== Lesetext ==
Der Angriffskrieg Russlands auf die Ukraine hat die Dringlichkeit der Energiewende noch weiter erhöht. Um die Abhängigkeit Deutschlands von Energieimporten zu mindern, ist es jetzt an der Zeit, den Ausbau der erneuerbaren Energien noch entschiedener voranzutreiben. Dabei fehlt es den Akteuren nicht immer am Willen. Mit bürokratischen und regulatorischen Auflagen wird versucht, die Energiewende bis ins letzte Klein-Klein hinein zu steuern. Was sich dann einstellt, ist oft genug das Gegenteil des erhofften Effekts.
Es ist daher unumgänglich, endlich mutig voranzuschreiten, Freiräume zu lassen, Platz für kreative Lösungen einzuräumen und sich von der Vorstellung zu verabschieden, man könne die Energiewende vor allem durch möglichst viel Bürokratie zum Erfolg führen. Ein etabliertes Modell zum erfolgreichen Umbau sind dabei Energiegenossenschaften: Einige existieren bereits seit mehr als einhundert Jahren. Sie sorgen für eine dezentrale Versorgung, haben in der Regel kurze Transportwege, halten die Wertschöpfung in der Region, treiben den Ausbau der erneuerbaren Energien voran und leisten damit einen wichtigen Beitrag zur Nachhaltigkeit.
Wie die Menschen vor Ort von Genossenschaften profitieren
Immer wieder protestieren Bürgerinnen und Bürger gegen Projekte wie Windräder oder große Solarparks. Für diese Proteste mag es viele Gründe geben. Einer davon ist sicherlich: Mit dem Windrad müssen die Menschen rund um den jeweiligen Standort leben. Die Gewinne machen andere – meist anonyme Großinvestoren. Mit genossenschaftlichen Modellen ist dies anders: Jede Bürgerin und jeder Bürger kann dank der Dividende auf dem eigenen Konto sehen, warum es sich lohnt, dass sich das Windrad in der Nachbarschaft dreht. Diese unmittelbare Mitgliederbeteiligung ist ein genossenschaftliches Grundprinzip und sie ist nicht veränderbar. Kein Investor kann eine Genossenschaft übernehmen, die Mitglieder herausdrängen oder sich zur bestimmenden Instanz erheben. Eigenverantwortung, Mitgliederförderung, Mitbestimmung und Selbsthilfe – das macht Genossenschaften aus.

== Aufgeführte Einträge ==
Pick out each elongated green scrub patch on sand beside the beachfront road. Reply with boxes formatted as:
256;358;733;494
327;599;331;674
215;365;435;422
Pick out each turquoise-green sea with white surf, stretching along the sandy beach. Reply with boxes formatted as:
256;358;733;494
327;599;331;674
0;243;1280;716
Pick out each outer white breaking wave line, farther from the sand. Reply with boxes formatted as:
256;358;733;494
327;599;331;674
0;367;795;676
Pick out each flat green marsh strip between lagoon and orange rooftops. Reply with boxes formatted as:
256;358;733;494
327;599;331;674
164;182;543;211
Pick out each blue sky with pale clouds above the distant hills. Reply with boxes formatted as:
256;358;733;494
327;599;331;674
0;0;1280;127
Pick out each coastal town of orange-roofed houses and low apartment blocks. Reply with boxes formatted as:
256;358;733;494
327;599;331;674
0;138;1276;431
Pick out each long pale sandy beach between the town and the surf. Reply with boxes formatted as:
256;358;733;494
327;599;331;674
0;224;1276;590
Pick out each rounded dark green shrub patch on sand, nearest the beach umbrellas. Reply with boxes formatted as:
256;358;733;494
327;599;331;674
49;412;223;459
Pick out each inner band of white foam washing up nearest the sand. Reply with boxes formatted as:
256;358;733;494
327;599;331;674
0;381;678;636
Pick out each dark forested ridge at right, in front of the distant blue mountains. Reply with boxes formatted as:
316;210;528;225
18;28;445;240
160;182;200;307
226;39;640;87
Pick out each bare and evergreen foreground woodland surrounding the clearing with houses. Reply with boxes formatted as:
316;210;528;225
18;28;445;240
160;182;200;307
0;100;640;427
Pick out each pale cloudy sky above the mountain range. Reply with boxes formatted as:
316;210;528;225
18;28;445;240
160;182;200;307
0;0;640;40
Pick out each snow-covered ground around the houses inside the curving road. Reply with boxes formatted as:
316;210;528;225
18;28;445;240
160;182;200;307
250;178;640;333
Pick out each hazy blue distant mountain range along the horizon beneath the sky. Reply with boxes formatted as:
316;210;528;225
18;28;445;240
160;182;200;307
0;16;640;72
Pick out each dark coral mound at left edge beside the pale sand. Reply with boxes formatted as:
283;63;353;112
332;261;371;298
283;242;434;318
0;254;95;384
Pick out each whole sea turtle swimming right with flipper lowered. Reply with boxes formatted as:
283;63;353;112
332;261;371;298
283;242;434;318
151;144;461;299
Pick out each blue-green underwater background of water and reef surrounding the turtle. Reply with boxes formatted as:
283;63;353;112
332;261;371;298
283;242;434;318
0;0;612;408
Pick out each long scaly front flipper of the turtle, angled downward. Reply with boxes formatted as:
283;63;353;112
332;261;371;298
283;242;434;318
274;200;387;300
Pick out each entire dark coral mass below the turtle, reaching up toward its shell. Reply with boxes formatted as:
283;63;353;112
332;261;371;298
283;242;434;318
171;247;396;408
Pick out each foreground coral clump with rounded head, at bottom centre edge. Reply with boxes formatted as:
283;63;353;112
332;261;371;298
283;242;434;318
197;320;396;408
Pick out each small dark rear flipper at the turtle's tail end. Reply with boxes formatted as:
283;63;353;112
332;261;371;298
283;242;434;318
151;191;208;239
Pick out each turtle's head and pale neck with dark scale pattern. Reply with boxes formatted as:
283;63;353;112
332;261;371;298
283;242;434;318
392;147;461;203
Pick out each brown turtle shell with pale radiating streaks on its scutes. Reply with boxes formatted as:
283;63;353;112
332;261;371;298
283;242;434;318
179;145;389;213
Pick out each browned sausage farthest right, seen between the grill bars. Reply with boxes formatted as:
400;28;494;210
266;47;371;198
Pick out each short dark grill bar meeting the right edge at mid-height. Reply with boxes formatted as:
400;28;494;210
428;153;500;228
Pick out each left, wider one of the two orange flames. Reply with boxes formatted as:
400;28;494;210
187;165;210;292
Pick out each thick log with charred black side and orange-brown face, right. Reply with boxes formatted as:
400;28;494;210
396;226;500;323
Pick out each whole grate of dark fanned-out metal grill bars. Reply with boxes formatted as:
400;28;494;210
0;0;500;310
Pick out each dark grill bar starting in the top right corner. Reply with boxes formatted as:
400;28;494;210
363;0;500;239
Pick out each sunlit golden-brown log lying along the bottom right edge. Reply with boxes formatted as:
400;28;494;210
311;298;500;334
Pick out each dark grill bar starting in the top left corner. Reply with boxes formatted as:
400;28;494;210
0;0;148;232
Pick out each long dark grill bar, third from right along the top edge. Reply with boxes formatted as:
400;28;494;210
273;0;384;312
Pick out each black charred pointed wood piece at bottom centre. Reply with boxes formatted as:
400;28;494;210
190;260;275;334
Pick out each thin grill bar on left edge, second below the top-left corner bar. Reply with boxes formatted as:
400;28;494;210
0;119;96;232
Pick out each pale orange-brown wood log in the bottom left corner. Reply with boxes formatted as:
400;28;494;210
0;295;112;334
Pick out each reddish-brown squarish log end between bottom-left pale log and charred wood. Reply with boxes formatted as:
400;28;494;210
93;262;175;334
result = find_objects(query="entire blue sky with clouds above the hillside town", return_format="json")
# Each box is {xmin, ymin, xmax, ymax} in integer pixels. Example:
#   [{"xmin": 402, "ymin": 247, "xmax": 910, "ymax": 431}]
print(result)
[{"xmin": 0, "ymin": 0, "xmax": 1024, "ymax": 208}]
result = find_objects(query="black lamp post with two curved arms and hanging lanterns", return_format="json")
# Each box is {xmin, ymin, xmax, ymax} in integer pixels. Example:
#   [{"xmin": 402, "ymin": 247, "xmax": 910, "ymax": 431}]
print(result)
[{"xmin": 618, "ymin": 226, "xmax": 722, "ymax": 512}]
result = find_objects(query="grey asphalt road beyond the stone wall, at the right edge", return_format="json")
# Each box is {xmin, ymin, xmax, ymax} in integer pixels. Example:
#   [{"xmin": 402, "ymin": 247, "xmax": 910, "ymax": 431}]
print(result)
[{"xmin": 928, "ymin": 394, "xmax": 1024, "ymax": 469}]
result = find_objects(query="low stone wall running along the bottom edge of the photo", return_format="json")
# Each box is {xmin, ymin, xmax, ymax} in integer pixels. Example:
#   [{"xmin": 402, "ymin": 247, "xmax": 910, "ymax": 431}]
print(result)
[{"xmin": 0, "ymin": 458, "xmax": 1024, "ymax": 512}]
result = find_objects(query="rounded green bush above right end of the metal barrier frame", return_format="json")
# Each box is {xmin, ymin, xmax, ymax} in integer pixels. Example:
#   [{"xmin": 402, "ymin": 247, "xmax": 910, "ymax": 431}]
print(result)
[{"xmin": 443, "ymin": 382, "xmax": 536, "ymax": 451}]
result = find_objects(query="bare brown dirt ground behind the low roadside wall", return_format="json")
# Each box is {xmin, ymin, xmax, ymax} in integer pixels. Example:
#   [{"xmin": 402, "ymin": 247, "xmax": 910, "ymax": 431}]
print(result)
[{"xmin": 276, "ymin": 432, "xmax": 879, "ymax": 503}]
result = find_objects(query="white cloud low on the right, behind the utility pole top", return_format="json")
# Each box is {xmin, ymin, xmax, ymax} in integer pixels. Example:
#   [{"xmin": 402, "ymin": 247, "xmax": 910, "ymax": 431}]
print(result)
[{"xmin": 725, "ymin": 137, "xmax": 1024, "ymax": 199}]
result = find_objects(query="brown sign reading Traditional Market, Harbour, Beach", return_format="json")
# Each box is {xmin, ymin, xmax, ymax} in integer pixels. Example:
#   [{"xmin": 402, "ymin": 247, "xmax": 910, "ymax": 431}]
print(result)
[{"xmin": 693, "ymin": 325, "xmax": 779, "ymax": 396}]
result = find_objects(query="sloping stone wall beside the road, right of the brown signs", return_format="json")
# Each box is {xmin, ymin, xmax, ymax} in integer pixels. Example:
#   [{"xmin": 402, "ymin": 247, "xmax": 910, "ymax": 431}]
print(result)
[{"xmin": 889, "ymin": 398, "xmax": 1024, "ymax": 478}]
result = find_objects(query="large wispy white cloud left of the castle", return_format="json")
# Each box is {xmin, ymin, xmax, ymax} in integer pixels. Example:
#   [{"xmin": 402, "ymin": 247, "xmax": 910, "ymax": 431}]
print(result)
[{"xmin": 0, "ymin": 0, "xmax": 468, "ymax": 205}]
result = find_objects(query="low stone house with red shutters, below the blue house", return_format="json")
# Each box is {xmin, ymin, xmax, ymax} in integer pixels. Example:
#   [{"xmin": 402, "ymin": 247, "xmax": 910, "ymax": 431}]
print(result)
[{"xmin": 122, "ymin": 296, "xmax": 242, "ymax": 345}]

== Zu erledigende Aufgaben ==
a) Übertragen Sie aus dem Lesetext die Passage zwischen „Der Angriffskrieg Russlands“ und „des erhofften Effekts.“ einschließlich buchstabengetreu.
b) Führen Sie den Text über Energiegenossenschaften im Anschluss an seinen letzten Satz weiter.
Die Datensätze entstammen einer anderen Quelle.

== Antworten nach Nummer ==
a)
Der Angriffskrieg Russlands auf die Ukraine hat die Dringlichkeit der Energiewende noch weiter erhöht. Um die Abhängigkeit Deutschlands von Energieimporten zu mindern, ist es jetzt an der Zeit, den Ausbau der erneuerbaren Energien noch entschiedener voranzutreiben. Dabei fehlt es den Akteuren nicht immer am Willen. Mit bürokratischen und regulatorischen Auflagen wird versucht, die Energiewende bis ins letzte Klein-Klein hinein zu steuern. Was sich dann einstellt, ist oft genug das Gegenteil des erhofften Effekts.

b)
Leider ist diese schlichte Wahrheit darüber, wie sich mit dem Modell der Genossenschaft Bürgerbeteiligung organisieren lässt, noch nicht überall in den Köpfen verankert. Und Genossenschaften brauchen Raum zur Entfaltung, doch der ist eng.
„Wer Bürgerbeteiligung will und sich dadurch eine Befriedung der Debatte erhofft, muss auch etwas dafür tun.“
Nicht ausreichende Netzkapazitäten und Ausschreibungsbedingungen, die regional ausgerichteten Genossenschaften, für die sich jede einzelne Ausschreibung rechnen muss, die Teilnahme fast unmöglich machen, sind enorme Hemmschuhe, die mit dem hinreichenden politischen Willen beiseite geräumt werden könnten. Der Mangel an verfügbaren Flächen wird ebenfalls immer mehr zum Problem. Gegen finanzstarke Investoren haben Genossenschaften bei den jetzigen Rahmenbedingungen häufig keine Chance, geeignete Flächen für sich zu gewinnen. Wer Bürgerbeteiligung will und sich dadurch eine Befriedung der Debatte erhofft, muss auch etwas dafür tun, dass Modelle der Bürgerbeteiligung, wie Genossenschaften, überhaupt zum Zuge kommen können. Neueste Erhebungen haben gezeigt, dass der Freistaat selbst zum Beispiel bei der Ausstattung seiner Liegenschaften mit Photovoltaikanlagen weit hinterher hinkt. Energiegenossenschaften könnten hier einen Beitrag leisten – zum Wohle des Klimas und der Gesellschaft.
Unklare Umwelt- und Emissionsauflagen und eine unklare Perspektive für ausgeförderte Anlagen ergänzen den Problemreigen. Und warum muss es so kompliziert sein, Mieter an dem Strom, den die Solaranlage auf dem Hausdach produziert, zu beteiligen? Worum geht es am Ende? Um Bedenken bei bürokratischen Antragsverfahren oder um den Erfolg der Energiewende zum Wohle aller?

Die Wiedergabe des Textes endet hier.